## The data
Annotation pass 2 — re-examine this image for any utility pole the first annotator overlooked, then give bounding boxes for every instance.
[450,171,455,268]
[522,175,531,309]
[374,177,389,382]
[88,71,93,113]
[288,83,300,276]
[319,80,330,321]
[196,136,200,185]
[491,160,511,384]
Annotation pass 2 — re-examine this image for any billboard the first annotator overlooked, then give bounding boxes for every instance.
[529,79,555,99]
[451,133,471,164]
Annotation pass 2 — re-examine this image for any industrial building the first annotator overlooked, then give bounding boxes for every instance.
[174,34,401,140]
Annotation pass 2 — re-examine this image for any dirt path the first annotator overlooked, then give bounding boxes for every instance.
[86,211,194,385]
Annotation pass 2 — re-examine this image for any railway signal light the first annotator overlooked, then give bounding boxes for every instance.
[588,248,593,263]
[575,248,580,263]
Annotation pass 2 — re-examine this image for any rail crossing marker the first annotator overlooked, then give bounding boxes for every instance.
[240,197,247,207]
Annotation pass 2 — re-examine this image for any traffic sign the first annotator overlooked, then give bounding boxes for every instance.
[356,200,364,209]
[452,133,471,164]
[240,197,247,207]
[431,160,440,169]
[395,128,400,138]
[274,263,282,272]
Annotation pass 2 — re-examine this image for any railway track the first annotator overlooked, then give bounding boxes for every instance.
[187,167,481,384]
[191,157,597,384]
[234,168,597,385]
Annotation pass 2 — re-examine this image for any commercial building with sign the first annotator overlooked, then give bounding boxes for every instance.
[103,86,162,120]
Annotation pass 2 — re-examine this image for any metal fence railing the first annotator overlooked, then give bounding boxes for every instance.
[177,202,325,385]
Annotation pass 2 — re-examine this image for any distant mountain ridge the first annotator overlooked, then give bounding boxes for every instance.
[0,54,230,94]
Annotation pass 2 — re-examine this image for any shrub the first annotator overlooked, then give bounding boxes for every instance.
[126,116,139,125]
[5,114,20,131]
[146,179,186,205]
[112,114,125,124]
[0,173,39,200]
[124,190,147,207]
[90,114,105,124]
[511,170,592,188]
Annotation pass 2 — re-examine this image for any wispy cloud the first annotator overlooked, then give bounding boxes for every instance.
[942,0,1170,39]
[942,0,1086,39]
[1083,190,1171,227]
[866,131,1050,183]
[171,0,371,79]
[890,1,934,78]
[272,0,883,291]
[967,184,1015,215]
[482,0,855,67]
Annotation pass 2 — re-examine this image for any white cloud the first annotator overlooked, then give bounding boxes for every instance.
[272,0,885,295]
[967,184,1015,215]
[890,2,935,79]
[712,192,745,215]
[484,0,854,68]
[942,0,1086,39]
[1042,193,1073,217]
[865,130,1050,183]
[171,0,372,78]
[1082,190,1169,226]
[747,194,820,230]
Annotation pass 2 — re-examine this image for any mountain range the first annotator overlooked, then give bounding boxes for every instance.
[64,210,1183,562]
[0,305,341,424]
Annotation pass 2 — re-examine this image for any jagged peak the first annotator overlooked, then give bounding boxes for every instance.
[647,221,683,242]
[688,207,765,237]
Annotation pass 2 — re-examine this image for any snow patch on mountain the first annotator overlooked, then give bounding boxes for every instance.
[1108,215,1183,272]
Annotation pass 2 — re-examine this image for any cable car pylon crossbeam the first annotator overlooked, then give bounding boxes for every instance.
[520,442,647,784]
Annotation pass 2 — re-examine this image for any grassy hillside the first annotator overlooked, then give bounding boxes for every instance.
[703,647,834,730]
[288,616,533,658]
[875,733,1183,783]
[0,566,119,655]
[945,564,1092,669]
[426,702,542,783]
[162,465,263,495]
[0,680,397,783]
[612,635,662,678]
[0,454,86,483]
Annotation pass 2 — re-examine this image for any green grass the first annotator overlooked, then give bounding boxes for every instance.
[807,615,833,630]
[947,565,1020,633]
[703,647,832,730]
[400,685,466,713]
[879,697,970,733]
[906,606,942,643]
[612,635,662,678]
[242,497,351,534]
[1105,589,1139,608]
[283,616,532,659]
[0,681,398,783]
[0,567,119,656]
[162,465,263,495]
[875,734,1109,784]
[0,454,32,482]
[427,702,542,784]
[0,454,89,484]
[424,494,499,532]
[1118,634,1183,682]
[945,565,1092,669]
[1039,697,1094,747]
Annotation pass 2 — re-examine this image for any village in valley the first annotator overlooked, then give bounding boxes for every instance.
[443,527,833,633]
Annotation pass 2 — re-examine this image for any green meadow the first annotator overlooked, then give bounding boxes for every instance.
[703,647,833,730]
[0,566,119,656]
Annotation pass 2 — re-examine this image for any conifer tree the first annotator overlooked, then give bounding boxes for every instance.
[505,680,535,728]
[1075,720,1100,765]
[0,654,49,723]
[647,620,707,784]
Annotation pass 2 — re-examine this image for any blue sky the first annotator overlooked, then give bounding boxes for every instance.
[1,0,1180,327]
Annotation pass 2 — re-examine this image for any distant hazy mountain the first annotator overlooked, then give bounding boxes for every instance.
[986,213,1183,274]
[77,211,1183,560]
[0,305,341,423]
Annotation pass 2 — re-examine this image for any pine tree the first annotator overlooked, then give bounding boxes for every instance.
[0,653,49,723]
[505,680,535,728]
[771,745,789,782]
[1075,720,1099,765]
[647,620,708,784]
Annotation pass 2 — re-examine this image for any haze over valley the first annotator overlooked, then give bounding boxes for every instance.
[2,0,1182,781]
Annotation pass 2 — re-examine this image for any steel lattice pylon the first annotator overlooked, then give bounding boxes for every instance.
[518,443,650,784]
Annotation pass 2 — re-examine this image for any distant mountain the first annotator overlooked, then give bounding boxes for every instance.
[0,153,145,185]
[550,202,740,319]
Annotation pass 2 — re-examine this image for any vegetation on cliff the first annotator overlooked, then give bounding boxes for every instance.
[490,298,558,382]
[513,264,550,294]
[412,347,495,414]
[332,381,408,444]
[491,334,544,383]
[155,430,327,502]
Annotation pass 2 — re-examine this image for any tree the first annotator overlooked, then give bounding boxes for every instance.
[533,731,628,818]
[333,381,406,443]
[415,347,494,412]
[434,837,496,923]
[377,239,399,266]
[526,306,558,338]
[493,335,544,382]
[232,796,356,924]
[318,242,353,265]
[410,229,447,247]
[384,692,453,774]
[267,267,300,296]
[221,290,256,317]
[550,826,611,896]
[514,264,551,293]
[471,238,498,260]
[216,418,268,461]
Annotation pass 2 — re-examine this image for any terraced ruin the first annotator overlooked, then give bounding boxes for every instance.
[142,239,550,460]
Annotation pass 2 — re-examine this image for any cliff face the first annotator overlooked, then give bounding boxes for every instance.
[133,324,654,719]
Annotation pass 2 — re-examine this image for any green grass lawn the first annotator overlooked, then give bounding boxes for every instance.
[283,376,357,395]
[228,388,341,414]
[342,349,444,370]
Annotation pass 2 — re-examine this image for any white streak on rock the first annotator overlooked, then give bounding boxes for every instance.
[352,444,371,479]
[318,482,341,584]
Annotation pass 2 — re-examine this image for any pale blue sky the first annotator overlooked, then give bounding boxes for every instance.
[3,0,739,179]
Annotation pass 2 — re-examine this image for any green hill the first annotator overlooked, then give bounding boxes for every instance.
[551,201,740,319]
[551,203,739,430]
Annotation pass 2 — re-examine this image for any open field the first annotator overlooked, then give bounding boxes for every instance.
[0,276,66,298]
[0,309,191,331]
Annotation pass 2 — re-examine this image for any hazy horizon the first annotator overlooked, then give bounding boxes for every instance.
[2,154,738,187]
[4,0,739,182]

## What the task asks
Reproduce each entry above exactly, keeping every word.

## Exercise result
Annotation pass 2 — re-examine this image for any utility pole the first annotator overlooked, then give bounding boxes for every instance.
[450,171,455,268]
[522,175,531,309]
[374,177,389,382]
[88,71,93,113]
[288,83,300,276]
[319,80,330,321]
[196,136,200,185]
[491,160,511,384]
Annotation pass 2 — re-examine this image for any billboard the first annotator overlooked, then give bounding boxes for every instance.
[529,79,555,99]
[451,133,471,164]
Annotation pass 2 — re-examine this image for any industrial building the first annotator overlooked, then give bounding boxes for every instance.
[174,34,401,140]
Annotation pass 2 — re-examine this image for any dirt path the first annotator overlooked, then give bounding boxes for every instance.
[86,211,194,385]
Annotation pass 2 — re-examine this image for any railway signal light the first annotator overlooked, then give bounding boxes for every instance.
[588,248,593,263]
[575,248,580,263]
Annotation pass 2 — re-examine this image for any rail crossing marker the first annotator overlooked, then give bounding boxes for every instance.
[240,197,247,207]
Annotation pass 2 — re-examine this image for any traffic sign the first annotator overlooked, then give bounding boxes for every instance.
[356,200,364,209]
[452,133,471,164]
[240,197,247,207]
[431,160,440,169]
[395,128,400,138]
[274,263,282,272]
Annotation pass 2 — re-examine this image for any railway track the first annotator overlooked, then give bounding boxes for every instance.
[187,167,481,384]
[191,157,597,384]
[234,168,597,385]
Annotation pass 2 — re-examine this image for any commercial building with sign the first annotator overlooked, then give bounding boxes for every instance.
[103,86,162,120]
Annotation pass 2 — re-examine this image for any metal fence railing the first annotator overlooked, then give bounding boxes for every instance.
[177,202,325,385]
Annotation pass 2 — re-examine this image for any distant mountain ridge the first annotator overlooked, then give bounding boxes for every instance.
[0,54,230,94]
Annotation pass 2 — re-examine this image for any shrub the first annotator overlooked, then give bounding boxes for every instance.
[126,116,139,125]
[5,114,20,131]
[146,179,186,205]
[112,114,125,124]
[0,173,39,200]
[124,190,147,207]
[90,114,105,124]
[511,170,592,188]
Annotation pass 2 — re-examine this image for any wispy cloud the first annotator overlooked, then give bounding boxes for every instance.
[942,0,1170,39]
[942,0,1086,39]
[1083,190,1171,227]
[866,131,1050,183]
[171,0,371,79]
[890,1,934,78]
[272,0,883,291]
[967,184,1015,215]
[482,0,855,67]
Annotation pass 2 — re-examine this image for any white cloud the first annotator overlooked, then give bounding boxes for every instance.
[272,0,885,295]
[967,184,1015,215]
[890,2,935,79]
[712,192,745,215]
[484,0,854,68]
[942,0,1086,39]
[1042,193,1073,217]
[865,130,1050,183]
[171,0,372,78]
[1082,190,1169,226]
[747,194,820,230]
Annotation pass 2 — re-examine this image for any mountain range the first annotator overlooked, then give bounding boxes for every instance.
[64,210,1183,562]
[0,305,341,424]
Annotation pass 2 — re-examine this image for any jagged peak the first annotator overlooked, then give bounding boxes for every instance.
[647,221,683,242]
[688,207,765,237]
Annotation pass 2 — re-examine this image for any snow patch on mountain the first annotator overlooked, then give bounding boxes for every instance.
[1108,215,1183,272]
Annotation pass 2 — re-examine this image for any cable car pylon crossbeam the first annotator overlooked, then give bounding boxes for every instance.
[520,442,647,784]
Annotation pass 2 — re-examine this image for any grassy hillside the first annotator overlooked, then give bounding boxes for every instance.
[703,647,834,730]
[288,616,533,658]
[875,733,1183,783]
[0,566,119,655]
[945,564,1092,669]
[426,702,542,783]
[162,465,263,495]
[0,680,397,783]
[612,635,662,678]
[0,454,86,483]
Annotation pass 2 — re-examine this image for any green grass the first annotator overlooked, then give bounding boxes for every instance.
[807,615,833,630]
[947,565,1020,633]
[703,647,832,730]
[400,685,466,713]
[879,697,970,733]
[906,606,942,643]
[612,635,662,678]
[242,497,351,534]
[1105,589,1139,608]
[283,616,532,659]
[0,681,398,783]
[0,567,119,656]
[162,465,263,495]
[875,734,1109,784]
[0,454,32,482]
[427,702,542,784]
[0,454,89,484]
[424,494,499,532]
[1118,634,1183,682]
[945,565,1092,669]
[1039,697,1094,747]
Annotation pass 2 — re-examine this image for any village in valley the first annotator overlooked, then give bounding boxes for every instance.
[443,527,833,633]
Annotation pass 2 — re-examine this image for any green meadow the first annotator overlooked, then give bounding boxes for every instance.
[703,647,833,730]
[0,566,119,656]
Annotation pass 2 — re-examine this image for any conifer tree the first annotator overlooked, then give bounding boxes for every instance.
[505,680,535,728]
[1075,720,1100,765]
[0,654,49,723]
[647,620,707,784]
Annotation pass 2 — re-examine this image for any blue sky the first annotator overlooked, then give bounding boxes for every instance.
[1,0,1180,327]
Annotation pass 2 — re-examine this image for any distant hazy mountain the first annotator overlooked, then give bounding boxes for every instance.
[986,213,1183,274]
[77,211,1183,560]
[0,305,341,423]
Annotation pass 2 — re-examine this image for any pine tree the first annotator overlooked, then give bounding boxes for every instance.
[0,653,49,723]
[505,680,535,728]
[771,745,789,782]
[1075,720,1099,765]
[647,620,708,784]
Annotation pass 2 — re-examine this image for any haze over valley the first annotator overlooked, then give bounding boxes for every instance.
[2,0,1182,781]
Annotation pass 2 — re-examine this image for any steel lattice pylon the first annotator overlooked, then give bounding boxes for every instance.
[518,443,650,784]
Annotation pass 2 — re-examine this image for any distant mountain the first annotator overlooked, then give bounding boxes for every instance.
[0,153,145,185]
[550,202,740,319]
Annotation pass 2 — re-examine this image for any vegetation on cliff the first annotator overlooked, then give bounding boxes for every instance.
[490,298,558,382]
[513,264,550,294]
[412,347,495,414]
[332,381,408,444]
[491,334,544,383]
[155,430,327,502]
Annotation pass 2 — re-examine this image for any tree the first annotator overlooked, then give bounding boxes for every instance.
[533,731,628,818]
[333,381,406,443]
[415,347,494,412]
[434,837,496,923]
[377,239,399,266]
[526,306,558,338]
[493,335,544,382]
[232,796,356,924]
[318,242,353,265]
[410,229,447,247]
[384,692,453,774]
[267,267,300,296]
[221,290,256,317]
[550,826,611,896]
[514,264,551,293]
[471,238,498,260]
[216,418,268,461]
Annotation pass 2 — re-examine this image for any terraced ruin the first annotator overlooked, then give bounding boxes for every instance.
[142,239,550,460]
Annotation pass 2 — re-examine this image for any cliff face the first annotator overlooked, then give bounding boxes for every instance.
[133,324,654,719]
Annotation pass 2 — re-examine this image for any green grass lawn the first annotator overlooked, then give bounding boxes for every instance.
[283,376,357,395]
[228,388,341,414]
[342,349,444,370]
Annotation pass 2 — re-examine this image for any white streak on rock the first annotator overlooked, then give bounding boxes for every instance.
[352,444,371,479]
[318,482,341,584]
Annotation pass 2 — re-examine this image for any pale blue sky the first annotator overlooked, then give bounding boxes for every instance.
[3,0,739,179]
Annotation pass 2 — re-examine this image for any green hill the first annotator overlooked, then give bounding boxes for every instance.
[551,201,740,319]
[551,203,739,430]
Annotation pass 2 — re-examine this image for any open field the first annotator overlooked, then give bounding boxes for every instance.
[0,276,66,298]
[0,309,191,331]
Annotation pass 2 — re-examine this image for any hazy horizon the first annotator overlooked, then give bounding boxes for every instance.
[2,154,738,187]
[4,0,739,182]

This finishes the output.